- Opening Delimiter -

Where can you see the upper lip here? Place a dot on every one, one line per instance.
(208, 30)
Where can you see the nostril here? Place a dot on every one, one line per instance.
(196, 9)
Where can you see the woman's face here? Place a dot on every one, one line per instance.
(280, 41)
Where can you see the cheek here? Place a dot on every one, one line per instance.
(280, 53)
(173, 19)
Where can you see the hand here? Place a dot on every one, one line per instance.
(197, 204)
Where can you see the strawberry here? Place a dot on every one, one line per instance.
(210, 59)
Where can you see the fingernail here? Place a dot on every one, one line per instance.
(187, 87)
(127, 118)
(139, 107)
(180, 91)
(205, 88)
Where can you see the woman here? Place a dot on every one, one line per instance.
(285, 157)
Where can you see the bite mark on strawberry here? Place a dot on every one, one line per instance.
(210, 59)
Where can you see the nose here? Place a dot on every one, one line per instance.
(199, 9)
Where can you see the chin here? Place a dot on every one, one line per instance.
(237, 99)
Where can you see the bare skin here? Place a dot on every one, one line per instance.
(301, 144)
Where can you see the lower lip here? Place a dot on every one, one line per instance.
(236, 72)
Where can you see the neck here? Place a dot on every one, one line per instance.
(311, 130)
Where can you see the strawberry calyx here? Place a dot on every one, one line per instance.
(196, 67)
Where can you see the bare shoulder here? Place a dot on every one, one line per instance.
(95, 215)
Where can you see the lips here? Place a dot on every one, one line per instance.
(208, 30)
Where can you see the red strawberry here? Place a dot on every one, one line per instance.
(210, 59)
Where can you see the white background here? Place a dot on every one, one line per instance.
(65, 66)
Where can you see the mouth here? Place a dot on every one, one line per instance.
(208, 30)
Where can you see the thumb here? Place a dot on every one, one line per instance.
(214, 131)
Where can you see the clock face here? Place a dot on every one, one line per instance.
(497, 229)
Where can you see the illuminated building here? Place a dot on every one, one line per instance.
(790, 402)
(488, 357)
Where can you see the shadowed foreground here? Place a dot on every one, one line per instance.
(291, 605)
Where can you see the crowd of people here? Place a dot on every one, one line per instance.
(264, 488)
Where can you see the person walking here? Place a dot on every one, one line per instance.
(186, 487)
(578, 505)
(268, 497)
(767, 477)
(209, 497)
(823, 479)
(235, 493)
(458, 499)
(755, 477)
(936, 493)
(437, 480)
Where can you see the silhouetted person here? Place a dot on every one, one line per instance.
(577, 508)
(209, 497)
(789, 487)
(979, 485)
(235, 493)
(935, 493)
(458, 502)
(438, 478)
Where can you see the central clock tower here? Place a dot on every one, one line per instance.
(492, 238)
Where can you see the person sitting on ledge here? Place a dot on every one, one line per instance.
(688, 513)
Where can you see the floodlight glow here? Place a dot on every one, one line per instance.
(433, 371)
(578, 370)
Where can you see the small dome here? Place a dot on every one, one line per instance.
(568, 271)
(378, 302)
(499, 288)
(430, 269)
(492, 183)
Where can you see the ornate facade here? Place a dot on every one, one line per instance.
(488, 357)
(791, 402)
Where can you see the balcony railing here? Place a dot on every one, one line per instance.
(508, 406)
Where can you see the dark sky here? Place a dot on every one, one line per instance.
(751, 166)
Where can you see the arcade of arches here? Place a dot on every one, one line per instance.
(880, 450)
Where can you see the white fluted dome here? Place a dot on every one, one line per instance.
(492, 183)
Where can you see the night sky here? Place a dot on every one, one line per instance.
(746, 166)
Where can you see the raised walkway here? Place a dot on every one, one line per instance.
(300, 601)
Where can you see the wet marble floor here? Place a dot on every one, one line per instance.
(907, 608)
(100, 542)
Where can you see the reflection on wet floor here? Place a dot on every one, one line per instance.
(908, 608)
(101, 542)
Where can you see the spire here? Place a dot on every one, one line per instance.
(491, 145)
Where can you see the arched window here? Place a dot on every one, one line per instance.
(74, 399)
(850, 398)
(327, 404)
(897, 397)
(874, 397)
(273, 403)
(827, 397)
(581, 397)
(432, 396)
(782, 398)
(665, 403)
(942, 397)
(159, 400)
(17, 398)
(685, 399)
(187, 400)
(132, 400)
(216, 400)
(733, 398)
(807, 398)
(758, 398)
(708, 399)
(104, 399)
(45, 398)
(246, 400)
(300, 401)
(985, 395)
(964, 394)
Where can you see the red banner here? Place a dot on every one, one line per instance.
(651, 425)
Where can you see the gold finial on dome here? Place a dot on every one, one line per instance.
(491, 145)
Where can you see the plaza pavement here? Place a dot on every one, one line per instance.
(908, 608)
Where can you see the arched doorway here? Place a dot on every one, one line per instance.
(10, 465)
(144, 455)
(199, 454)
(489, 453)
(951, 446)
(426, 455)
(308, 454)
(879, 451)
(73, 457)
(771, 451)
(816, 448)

- Closing Delimiter -
- Opening Delimiter -

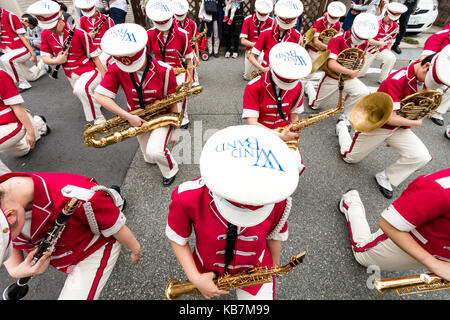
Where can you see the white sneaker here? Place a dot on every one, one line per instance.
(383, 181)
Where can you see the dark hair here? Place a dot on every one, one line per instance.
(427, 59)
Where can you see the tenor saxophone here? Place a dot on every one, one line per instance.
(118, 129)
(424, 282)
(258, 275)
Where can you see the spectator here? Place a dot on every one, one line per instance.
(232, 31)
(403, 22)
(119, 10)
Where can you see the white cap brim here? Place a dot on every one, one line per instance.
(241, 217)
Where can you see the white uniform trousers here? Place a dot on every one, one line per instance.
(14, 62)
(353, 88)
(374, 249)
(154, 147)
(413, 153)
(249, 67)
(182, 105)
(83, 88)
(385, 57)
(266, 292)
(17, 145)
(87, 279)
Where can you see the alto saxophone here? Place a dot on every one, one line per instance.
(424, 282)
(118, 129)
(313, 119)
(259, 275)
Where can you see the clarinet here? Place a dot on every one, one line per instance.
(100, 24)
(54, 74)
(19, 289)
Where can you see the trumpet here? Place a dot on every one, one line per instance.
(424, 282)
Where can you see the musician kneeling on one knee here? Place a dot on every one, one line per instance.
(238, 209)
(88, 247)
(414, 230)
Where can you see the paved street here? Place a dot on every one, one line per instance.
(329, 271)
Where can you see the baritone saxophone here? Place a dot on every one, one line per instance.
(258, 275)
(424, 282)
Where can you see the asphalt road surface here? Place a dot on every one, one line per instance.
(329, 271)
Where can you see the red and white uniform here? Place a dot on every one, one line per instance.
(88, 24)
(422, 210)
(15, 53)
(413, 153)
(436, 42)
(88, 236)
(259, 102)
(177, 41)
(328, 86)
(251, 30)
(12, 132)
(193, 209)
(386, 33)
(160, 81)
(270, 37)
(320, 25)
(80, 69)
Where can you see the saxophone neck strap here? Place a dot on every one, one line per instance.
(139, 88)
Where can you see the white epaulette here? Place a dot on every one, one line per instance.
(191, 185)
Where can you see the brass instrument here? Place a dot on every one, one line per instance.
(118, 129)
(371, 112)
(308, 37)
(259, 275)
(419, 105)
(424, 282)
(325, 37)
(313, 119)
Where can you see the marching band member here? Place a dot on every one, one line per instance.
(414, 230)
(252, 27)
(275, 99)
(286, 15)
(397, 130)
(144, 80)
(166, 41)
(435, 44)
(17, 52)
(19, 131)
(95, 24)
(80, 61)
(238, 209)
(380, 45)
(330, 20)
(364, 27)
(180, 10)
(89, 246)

- Closing Delimiter -
- Opening Delimiter -

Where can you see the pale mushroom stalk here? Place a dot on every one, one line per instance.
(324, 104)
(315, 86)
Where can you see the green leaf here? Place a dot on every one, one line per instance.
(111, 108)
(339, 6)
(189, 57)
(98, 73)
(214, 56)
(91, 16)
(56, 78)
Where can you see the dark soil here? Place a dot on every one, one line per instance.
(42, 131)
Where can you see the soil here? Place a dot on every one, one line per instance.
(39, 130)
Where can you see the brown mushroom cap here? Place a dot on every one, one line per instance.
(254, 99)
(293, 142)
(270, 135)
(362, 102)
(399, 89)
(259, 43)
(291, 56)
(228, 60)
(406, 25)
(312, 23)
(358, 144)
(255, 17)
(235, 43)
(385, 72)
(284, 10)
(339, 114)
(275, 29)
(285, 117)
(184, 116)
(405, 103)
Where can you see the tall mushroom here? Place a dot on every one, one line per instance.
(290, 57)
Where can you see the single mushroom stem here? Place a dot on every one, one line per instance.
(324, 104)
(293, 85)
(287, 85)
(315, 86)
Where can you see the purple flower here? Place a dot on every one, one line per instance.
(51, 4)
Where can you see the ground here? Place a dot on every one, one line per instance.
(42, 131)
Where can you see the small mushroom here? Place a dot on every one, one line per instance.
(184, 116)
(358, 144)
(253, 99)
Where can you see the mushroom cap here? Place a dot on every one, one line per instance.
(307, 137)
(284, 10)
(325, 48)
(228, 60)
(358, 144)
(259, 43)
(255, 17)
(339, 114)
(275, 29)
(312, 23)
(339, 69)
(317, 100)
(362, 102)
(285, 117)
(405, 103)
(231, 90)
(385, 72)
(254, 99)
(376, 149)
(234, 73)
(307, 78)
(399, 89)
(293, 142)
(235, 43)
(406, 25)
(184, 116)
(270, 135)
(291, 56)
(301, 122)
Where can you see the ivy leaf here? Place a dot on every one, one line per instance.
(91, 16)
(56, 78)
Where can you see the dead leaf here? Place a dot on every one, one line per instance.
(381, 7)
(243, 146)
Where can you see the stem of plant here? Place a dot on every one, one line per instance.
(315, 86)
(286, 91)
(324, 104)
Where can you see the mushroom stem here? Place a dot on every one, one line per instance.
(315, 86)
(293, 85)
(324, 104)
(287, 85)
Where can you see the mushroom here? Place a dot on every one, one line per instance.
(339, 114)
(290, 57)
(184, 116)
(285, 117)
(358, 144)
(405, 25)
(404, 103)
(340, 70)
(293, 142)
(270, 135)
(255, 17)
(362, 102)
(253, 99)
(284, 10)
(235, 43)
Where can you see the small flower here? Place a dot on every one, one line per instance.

- Closing Delimiter -

Going back to the entries above, set down exactly the lines that begin at the one with "Where can you see the small mushroom" and end at the one with "Where can you see the small flower", both included, and nothing else.

Solution to the exercise>
Where can you see the small mushroom here? Place a dot on every one, one line per instance.
(184, 116)
(358, 144)
(253, 99)
Where can you see the mushroom cap here? Place a dot on every one, one line per instance.
(307, 137)
(284, 10)
(325, 48)
(228, 60)
(358, 144)
(259, 43)
(255, 17)
(339, 114)
(275, 29)
(312, 23)
(339, 69)
(317, 100)
(362, 102)
(285, 117)
(405, 103)
(231, 90)
(385, 72)
(254, 99)
(376, 149)
(234, 73)
(307, 78)
(399, 89)
(293, 142)
(235, 43)
(406, 25)
(184, 116)
(270, 135)
(291, 56)
(301, 122)
Where can you see the ivy leaf here? Place a dot on every one, one line per instance.
(91, 16)
(56, 78)
Where can you see the dead leaf here? Place a dot on every one, one line per instance.
(381, 7)
(243, 146)
Where can you see the stem of plant here? Place a dot on every one, one line per instance.
(315, 86)
(286, 91)
(324, 104)
Where can you see the mushroom stem here? Place a dot on every one, one line per instance.
(315, 86)
(293, 85)
(324, 104)
(287, 85)
Where can you see the mushroom here? Place a dot on every one, one line per instance.
(339, 114)
(290, 57)
(184, 116)
(285, 117)
(358, 144)
(405, 25)
(404, 103)
(340, 70)
(293, 142)
(270, 135)
(255, 17)
(362, 102)
(253, 99)
(284, 10)
(235, 43)
Where can you see the small flower here? Place a dot on every one, one line per instance.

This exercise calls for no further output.